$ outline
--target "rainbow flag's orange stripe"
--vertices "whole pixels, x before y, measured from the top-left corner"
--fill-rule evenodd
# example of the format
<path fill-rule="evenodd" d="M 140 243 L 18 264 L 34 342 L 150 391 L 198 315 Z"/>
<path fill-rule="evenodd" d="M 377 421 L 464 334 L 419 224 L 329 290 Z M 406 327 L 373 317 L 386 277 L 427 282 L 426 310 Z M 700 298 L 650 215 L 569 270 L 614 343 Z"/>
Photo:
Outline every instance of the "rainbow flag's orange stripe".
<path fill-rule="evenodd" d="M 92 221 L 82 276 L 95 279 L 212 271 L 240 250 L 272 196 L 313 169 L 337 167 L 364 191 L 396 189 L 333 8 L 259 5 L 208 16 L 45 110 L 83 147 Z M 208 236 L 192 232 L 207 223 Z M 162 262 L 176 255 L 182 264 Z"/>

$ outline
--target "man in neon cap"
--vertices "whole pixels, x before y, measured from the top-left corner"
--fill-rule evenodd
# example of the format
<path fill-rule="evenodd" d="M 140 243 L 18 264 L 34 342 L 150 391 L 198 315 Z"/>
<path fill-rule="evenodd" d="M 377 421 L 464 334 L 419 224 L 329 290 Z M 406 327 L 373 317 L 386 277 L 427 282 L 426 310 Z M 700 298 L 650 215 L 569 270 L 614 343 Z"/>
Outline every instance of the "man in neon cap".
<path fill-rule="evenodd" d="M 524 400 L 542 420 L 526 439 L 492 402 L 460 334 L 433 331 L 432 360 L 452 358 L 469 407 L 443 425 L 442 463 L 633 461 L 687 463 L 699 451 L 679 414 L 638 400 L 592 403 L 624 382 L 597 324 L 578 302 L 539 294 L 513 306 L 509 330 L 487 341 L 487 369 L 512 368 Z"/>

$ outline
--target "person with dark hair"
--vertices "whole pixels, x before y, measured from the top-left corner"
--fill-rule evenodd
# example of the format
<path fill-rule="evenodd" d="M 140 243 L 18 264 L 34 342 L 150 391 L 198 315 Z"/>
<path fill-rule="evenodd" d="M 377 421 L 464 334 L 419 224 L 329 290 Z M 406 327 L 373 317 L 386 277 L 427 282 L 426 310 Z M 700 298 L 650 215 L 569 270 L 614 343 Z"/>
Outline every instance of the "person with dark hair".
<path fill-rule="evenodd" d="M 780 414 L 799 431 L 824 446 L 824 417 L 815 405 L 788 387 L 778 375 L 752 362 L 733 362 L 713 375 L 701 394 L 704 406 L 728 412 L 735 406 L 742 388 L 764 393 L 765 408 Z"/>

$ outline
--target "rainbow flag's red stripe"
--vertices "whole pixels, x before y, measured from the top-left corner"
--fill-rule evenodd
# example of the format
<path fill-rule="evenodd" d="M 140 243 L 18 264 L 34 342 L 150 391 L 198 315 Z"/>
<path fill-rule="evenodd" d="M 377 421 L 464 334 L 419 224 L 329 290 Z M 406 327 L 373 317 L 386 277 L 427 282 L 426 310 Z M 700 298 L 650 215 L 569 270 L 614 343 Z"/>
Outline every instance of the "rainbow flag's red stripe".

• Short problem:
Pick out every line in the entries above that contains the string "with", and copy each one in full.

• The response:
--target "person with dark hair"
Outline every instance of the "person with dark hair".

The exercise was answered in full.